▶ **Your instructions**: Could the records below please be retyped exactly, with their pictures left out?

(Available data)

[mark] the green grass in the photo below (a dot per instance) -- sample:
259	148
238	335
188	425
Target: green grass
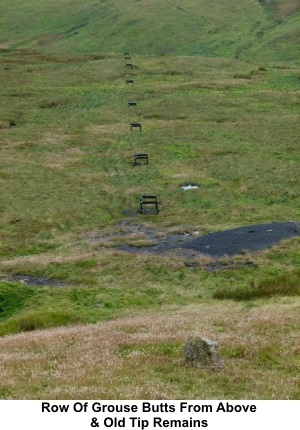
66	176
248	30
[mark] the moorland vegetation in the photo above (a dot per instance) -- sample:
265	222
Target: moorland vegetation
219	108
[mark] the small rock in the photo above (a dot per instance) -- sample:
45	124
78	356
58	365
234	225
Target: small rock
204	353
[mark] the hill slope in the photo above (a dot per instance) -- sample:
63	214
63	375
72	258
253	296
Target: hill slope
252	29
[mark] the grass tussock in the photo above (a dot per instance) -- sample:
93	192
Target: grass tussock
142	357
284	284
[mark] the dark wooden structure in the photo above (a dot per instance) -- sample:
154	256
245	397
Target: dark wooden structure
135	125
148	205
141	157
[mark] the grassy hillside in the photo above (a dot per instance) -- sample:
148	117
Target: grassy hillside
224	115
141	357
250	29
70	190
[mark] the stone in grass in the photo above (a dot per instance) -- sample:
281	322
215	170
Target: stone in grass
203	353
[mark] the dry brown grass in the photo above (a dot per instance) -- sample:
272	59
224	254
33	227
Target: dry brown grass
142	356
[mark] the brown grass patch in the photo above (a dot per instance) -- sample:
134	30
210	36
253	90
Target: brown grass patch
142	357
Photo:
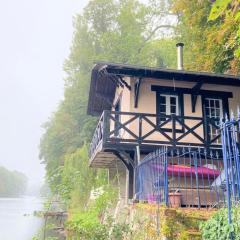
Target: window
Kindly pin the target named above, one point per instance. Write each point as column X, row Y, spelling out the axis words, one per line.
column 214, row 111
column 168, row 105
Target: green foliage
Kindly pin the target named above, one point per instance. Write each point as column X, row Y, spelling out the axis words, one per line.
column 102, row 32
column 210, row 32
column 217, row 227
column 12, row 183
column 87, row 224
column 218, row 8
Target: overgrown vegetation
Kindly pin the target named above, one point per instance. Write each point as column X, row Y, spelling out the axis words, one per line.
column 127, row 31
column 217, row 227
column 12, row 183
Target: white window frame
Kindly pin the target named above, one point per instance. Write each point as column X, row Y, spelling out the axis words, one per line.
column 168, row 103
column 211, row 130
column 220, row 106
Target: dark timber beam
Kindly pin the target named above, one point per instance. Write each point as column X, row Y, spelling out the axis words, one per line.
column 195, row 92
column 124, row 82
column 117, row 154
column 105, row 97
column 136, row 91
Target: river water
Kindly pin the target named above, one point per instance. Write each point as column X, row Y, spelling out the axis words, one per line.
column 16, row 218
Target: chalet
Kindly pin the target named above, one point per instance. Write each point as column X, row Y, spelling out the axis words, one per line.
column 142, row 109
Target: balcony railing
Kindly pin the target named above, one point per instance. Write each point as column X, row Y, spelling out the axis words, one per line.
column 116, row 129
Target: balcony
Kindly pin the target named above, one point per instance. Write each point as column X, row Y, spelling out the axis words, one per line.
column 125, row 130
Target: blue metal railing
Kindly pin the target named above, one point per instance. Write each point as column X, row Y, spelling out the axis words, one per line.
column 187, row 177
column 230, row 135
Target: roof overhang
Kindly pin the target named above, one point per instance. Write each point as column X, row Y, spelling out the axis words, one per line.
column 107, row 76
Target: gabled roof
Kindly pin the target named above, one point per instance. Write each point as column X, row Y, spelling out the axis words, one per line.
column 107, row 76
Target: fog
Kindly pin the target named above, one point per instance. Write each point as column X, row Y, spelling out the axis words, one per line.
column 35, row 38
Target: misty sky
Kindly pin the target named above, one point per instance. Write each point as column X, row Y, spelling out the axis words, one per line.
column 35, row 36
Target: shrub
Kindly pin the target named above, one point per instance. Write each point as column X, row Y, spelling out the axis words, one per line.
column 217, row 227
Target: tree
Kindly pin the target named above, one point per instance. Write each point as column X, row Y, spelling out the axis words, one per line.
column 12, row 183
column 210, row 45
column 102, row 32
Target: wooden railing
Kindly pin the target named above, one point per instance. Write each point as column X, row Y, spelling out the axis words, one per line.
column 128, row 128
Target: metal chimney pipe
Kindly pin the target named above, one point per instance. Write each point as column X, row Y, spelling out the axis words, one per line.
column 180, row 56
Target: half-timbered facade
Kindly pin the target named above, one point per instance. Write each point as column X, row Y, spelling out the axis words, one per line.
column 141, row 109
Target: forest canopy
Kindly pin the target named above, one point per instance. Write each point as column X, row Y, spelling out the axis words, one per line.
column 129, row 31
column 12, row 183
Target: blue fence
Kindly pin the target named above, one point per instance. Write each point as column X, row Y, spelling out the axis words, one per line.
column 230, row 136
column 190, row 177
column 187, row 177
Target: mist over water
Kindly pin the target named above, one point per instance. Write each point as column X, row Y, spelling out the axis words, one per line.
column 16, row 218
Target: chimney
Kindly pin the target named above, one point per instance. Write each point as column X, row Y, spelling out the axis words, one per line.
column 180, row 55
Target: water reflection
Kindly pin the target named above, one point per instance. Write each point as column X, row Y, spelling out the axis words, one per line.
column 16, row 218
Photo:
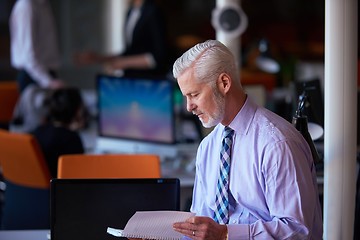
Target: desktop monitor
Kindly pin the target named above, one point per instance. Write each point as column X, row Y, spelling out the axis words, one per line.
column 84, row 208
column 136, row 109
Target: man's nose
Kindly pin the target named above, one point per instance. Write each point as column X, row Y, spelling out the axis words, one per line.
column 190, row 106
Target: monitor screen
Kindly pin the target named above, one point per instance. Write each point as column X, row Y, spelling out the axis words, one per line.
column 136, row 109
column 84, row 208
column 314, row 108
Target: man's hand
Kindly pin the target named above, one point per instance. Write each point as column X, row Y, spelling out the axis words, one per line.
column 201, row 228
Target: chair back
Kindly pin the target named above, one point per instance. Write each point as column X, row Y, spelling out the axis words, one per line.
column 9, row 95
column 22, row 161
column 109, row 166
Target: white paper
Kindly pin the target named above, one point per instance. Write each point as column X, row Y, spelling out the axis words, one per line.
column 152, row 225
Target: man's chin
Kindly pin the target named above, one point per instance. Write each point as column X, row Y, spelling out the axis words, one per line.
column 208, row 124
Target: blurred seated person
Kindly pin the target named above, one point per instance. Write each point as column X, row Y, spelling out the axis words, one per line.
column 145, row 51
column 59, row 135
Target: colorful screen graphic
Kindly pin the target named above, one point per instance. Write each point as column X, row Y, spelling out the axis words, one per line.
column 138, row 109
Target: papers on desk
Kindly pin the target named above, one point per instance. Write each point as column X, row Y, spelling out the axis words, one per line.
column 152, row 225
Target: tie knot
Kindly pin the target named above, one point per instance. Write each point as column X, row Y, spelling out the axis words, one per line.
column 228, row 132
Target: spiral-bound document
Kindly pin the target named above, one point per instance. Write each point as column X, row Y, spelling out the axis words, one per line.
column 152, row 225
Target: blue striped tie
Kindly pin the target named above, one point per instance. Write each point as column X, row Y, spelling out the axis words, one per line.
column 221, row 214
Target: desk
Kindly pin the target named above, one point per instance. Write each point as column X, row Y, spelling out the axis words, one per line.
column 25, row 234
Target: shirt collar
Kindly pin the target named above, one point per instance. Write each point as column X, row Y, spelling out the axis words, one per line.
column 241, row 123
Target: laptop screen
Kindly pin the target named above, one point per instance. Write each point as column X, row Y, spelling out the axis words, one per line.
column 84, row 208
column 136, row 109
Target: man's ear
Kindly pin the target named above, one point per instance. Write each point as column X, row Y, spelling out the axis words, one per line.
column 224, row 83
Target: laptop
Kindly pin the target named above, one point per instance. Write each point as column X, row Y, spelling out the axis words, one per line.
column 84, row 208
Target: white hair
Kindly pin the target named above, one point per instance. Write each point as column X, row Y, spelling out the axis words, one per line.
column 208, row 59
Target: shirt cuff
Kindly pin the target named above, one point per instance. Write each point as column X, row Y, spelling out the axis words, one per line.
column 238, row 231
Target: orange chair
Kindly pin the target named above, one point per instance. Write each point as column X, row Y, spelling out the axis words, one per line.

(End Available data)

▶ **Result of this task**:
[mark] the green grass in the photo below (a dot per instance) -- sample:
259	148
238	335
188	425
Target: green grass
66	176
248	30
[mark] the moorland vegetation in the photo above (a dot per instance) -- sample:
265	222
Target: moorland vegetation
219	108
[mark] the small rock in the photo above (a dot per instance) -- sample:
45	124
78	356
58	365
234	225
Target: small rock
204	353
[mark] the hill slope in the photo above (a dot per instance) -- sample:
63	214
63	375
72	258
253	296
Target: hill slope
252	29
[mark] the grass tussock in the photo above (a dot per instance) -- sample:
93	192
Target: grass tussock
142	357
284	284
[mark] the dark wooden structure in the photo above (a dot per instance) -- sample:
154	256
245	397
Target: dark wooden structure
135	125
148	205
141	157
[mark] the grassy hillside in the photo above (a dot per instance) -- sample:
148	117
Target: grassy hillside
224	115
141	357
250	29
70	190
[mark] the stone in grass in the photo above (a dot per instance) -- sample:
281	322
215	170
Target: stone in grass
203	353
[mark] the dry brown grass in the photo above (a dot per instance) -- sample:
272	59
224	254
33	227
Target: dry brown grass
142	356
[mark] the brown grass patch in the photo above (a dot per instance) -- sample:
134	30
210	36
253	90
Target: brown grass patch
142	357
Photo:
Target: window
Kindly pin the target named above, one point per instance. Write each point as column X, row Y, spelling out the axis words, one per line.
column 214, row 111
column 168, row 105
Target: green foliage
Kindly pin the target named above, one point per instance. Write each point as column X, row Y, spelling out the axis words, one per line.
column 102, row 32
column 210, row 32
column 217, row 227
column 12, row 183
column 87, row 224
column 218, row 8
Target: overgrown vegetation
Kindly pin the target named above, one point per instance. Write each point as column X, row Y, spelling out the axis words, one per line.
column 127, row 31
column 217, row 227
column 12, row 183
Target: white window frame
Kindly pin the target named above, one point per instance. Write each point as column X, row Y, spelling out the axis words, one per line.
column 168, row 103
column 211, row 130
column 220, row 106
Target: dark timber beam
Kindly pin the target named above, one point per instance. Write each point as column X, row Y, spelling out the axis words, one per line.
column 195, row 92
column 124, row 82
column 117, row 154
column 105, row 97
column 136, row 91
Target: river water
Kindly pin the target named above, one point per instance. Write each point as column X, row Y, spelling out the axis words, one per line.
column 16, row 218
Target: chalet
Kindly pin the target named above, one point per instance. Write each point as column X, row Y, spelling out the axis words, one per line.
column 142, row 109
Target: balcony railing
Kindly pin the target named above, one point per instance. Write each point as column X, row Y, spelling out the axis words, one per line.
column 116, row 129
Target: balcony
Kindly pin the target named above, one point per instance. Write each point as column X, row Y, spelling out the axis words, one per line.
column 125, row 130
Target: blue metal railing
Kindly pin the target named above, one point per instance. Write each point as column X, row Y, spelling out the axis words, one per line.
column 187, row 177
column 230, row 135
Target: roof overhang
Kindly pin the target named above, one point per instance. Write each point as column X, row Y, spelling out the axis words, one per line.
column 107, row 76
Target: gabled roof
Kindly pin the target named above, one point per instance. Write each point as column X, row Y, spelling out the axis words, one per line.
column 107, row 76
Target: fog
Kindly pin the target named above, one point per instance. Write each point as column X, row Y, spelling out the axis words, one per line.
column 35, row 38
Target: misty sky
Kindly pin the target named above, one point per instance. Write each point as column X, row Y, spelling out the axis words, one per line.
column 35, row 36
Target: shrub
Kindly pin the target named above, one point per instance. Write each point as column X, row Y, spelling out the axis words, one per line.
column 217, row 227
Target: tree
Kindly pin the target named above, one point per instance. Write each point as column X, row Y, spelling out the axis words, one per line.
column 12, row 183
column 210, row 45
column 102, row 32
Target: wooden railing
Kindly pin the target named above, one point per instance. Write each point as column X, row Y, spelling out the axis words, one per line.
column 128, row 128
Target: metal chimney pipe
Kindly pin the target named above, one point per instance. Write each point as column X, row Y, spelling out the axis words, one per line.
column 180, row 56
Target: half-timbered facade
Kindly pin the target named above, one point per instance. Write each point as column X, row Y, spelling out the axis words, one per line.
column 141, row 109
Target: forest canopy
Kindly pin the target named above, one point per instance. Write each point as column X, row Y, spelling out the axis words, one per line.
column 129, row 31
column 12, row 183
Target: blue fence
Kindly pin the target named above, one point per instance. Write each point as column X, row Y, spelling out the axis words, one per line.
column 230, row 136
column 190, row 177
column 187, row 177
Target: mist over water
Kindly pin the target named above, one point per instance. Write each point as column X, row Y, spelling out the axis words, one per line.
column 16, row 218
Target: chimney
Kindly pin the target named above, one point per instance. Write each point as column X, row Y, spelling out the axis words, one per line.
column 180, row 55
Target: water reflection
Kindly pin the target named above, one point per instance. Write each point as column X, row Y, spelling out the axis words, one per line.
column 16, row 218
Photo:
Target: desktop monitor
Kindly pin the target named above, one point per instance. Write each point as column X, row Y, spelling out the axis words, one per line.
column 84, row 208
column 136, row 109
Target: man's nose
Kindly pin the target named above, one point per instance. Write each point as column X, row Y, spelling out the axis words, one per line.
column 190, row 106
Target: monitor screen
Kindly pin the target named above, one point per instance. Write each point as column X, row Y, spelling out the axis words, one per line.
column 136, row 109
column 84, row 208
column 314, row 108
Target: man's hand
Kindly pin the target named above, one point per instance. Write each point as column X, row Y, spelling out the axis words, one per line.
column 201, row 228
Target: chair back
Kindly pin the target named above, one point per instance. Write each point as column X, row Y, spelling out the axis words, one per line.
column 9, row 95
column 22, row 161
column 109, row 166
Target: white paper
Kindly pin the target named above, one point per instance. Write each point as column X, row Y, spelling out the axis words, one per line.
column 152, row 225
Target: man's chin
Kindly pin the target named above, one point per instance. Write each point as column X, row Y, spelling out the axis words, one per line.
column 208, row 124
Target: blurred seated person
Kindly pin the target named above, one point per instance. Write each point as column X, row Y, spelling out the axis words, one per line.
column 145, row 51
column 59, row 135
Target: colorful screen graphic
Kindly pin the target named above, one point per instance. Write each point as column X, row Y, spelling out the axis words, one per line.
column 138, row 109
Target: papers on desk
Kindly pin the target named above, one point per instance. Write each point as column X, row Y, spelling out the axis words, one per line.
column 152, row 225
Target: tie knot
Kindly pin the target named above, one point per instance. Write each point as column X, row Y, spelling out the axis words, one per line.
column 228, row 132
Target: spiral-bound document
Kindly pin the target named above, one point per instance. Write each point as column X, row Y, spelling out the axis words, one per line.
column 152, row 225
Target: blue striped tie
Kindly pin the target named above, one point per instance. Write each point as column X, row Y, spelling out the axis words, one per line.
column 221, row 214
Target: desk
Kindly pin the target named above, one point per instance. Write each point as column X, row Y, spelling out the axis words, one per line.
column 25, row 234
Target: shirt collar
Kindly pin the target named above, one point per instance. Write each point as column X, row Y, spelling out the axis words, one per line.
column 241, row 123
Target: laptop screen
Kindly pin the target named above, one point per instance. Write each point as column X, row Y, spelling out the axis words, one per line.
column 84, row 208
column 136, row 109
Target: man's ear
Kindly pin the target named above, one point per instance. Write each point as column X, row Y, spelling out the axis words, one per line.
column 224, row 83
Target: laptop
Kindly pin the target named above, one point per instance. Write each point as column X, row Y, spelling out the axis words, one per line.
column 84, row 208
Target: white hair
Kindly pin the target named above, one point per instance. Write each point as column X, row Y, spelling out the axis words, one per line.
column 208, row 59
Target: shirt cuff
Kindly pin the target named above, one point per instance. Write each point as column X, row Y, spelling out the axis words, one per line.
column 238, row 231
Target: orange chair
Kindly pin the target named above, one point per instance. Write each point as column X, row Y, spelling out the axis words, one per line.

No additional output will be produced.